#### [Problem to work on]
The output should be all entries, each matching the original exactly.

[Data for analysis]

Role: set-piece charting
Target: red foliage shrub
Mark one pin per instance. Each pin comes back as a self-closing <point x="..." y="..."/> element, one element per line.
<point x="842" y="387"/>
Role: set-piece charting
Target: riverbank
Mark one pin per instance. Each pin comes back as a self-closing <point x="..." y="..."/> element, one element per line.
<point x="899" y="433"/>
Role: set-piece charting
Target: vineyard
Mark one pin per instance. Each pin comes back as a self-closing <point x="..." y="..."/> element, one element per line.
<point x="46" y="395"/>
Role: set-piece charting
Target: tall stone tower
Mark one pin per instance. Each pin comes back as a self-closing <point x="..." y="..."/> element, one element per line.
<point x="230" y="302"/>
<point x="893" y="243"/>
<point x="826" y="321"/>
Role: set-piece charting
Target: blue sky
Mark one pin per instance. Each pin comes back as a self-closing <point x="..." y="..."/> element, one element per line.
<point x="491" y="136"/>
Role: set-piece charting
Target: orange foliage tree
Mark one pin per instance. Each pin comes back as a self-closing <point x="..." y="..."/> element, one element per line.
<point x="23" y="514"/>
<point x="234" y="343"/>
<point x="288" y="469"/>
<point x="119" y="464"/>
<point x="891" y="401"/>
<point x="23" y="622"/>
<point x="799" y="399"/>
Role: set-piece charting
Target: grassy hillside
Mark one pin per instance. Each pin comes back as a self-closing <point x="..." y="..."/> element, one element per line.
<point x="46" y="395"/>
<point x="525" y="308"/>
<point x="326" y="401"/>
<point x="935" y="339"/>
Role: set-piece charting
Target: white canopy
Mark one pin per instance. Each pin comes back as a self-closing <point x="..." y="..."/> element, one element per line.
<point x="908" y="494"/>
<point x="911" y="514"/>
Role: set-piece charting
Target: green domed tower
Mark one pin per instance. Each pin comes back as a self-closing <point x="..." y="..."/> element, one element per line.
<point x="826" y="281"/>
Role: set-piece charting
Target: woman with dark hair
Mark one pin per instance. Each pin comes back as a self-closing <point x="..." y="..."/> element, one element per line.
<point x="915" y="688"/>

[/Data for analysis]

#### [Result below]
Role: set-piece charting
Target: red foliage shrub
Mark one pin per instance. Each pin comes back as a self-closing <point x="..." y="..."/> element, one element per line.
<point x="842" y="387"/>
Role: set-piece charting
Target: riverbank
Mark one pin per instance. Each pin comes back as a self-closing <point x="..." y="..."/> element, one element per line.
<point x="899" y="433"/>
Role: set-piece charting
Target: vineyard
Mark one pin per instance. Each pin comes back as a self-closing <point x="..." y="..."/> element, one element per line.
<point x="46" y="395"/>
Role: set-piece charting
Target: tall stone tower
Mark one pin per instance. Each pin comes back as a self-closing <point x="..." y="..."/> element, one element per line.
<point x="230" y="302"/>
<point x="893" y="243"/>
<point x="826" y="321"/>
Role: set-piece charting
Target: blue sky
Mark one pin per instance. Each pin comes back as a self-closing <point x="..." y="..."/> element, one element per line.
<point x="491" y="136"/>
Role: set-piece charting
Target: orange foliage tree
Mark one pin per instance. Each pin comes back as a self-closing <point x="..." y="..."/> element, one element per line.
<point x="23" y="514"/>
<point x="234" y="343"/>
<point x="288" y="469"/>
<point x="119" y="464"/>
<point x="891" y="401"/>
<point x="23" y="622"/>
<point x="799" y="399"/>
Role: set-piece charting
Target: grassy hillside
Mark one pin per instance. Each pin comes back as a self-closing <point x="..." y="..."/> element, one element per line.
<point x="46" y="395"/>
<point x="525" y="308"/>
<point x="326" y="401"/>
<point x="935" y="339"/>
Role: set-piece charting
Target: white canopy
Mark one pin per instance. Each pin comes back as a self-closing <point x="..." y="..."/> element, one element per line.
<point x="908" y="494"/>
<point x="911" y="514"/>
Role: set-piece charting
Target: green domed tower
Mark one pin per instance. Each pin comes back as a self-closing <point x="..." y="..."/> element, one element per line.
<point x="826" y="281"/>
Role: set-piece charting
Target: woman with dark hair
Mark one pin per instance. Each pin comes back as a self-closing <point x="..." y="..."/> element, one element per line.
<point x="915" y="688"/>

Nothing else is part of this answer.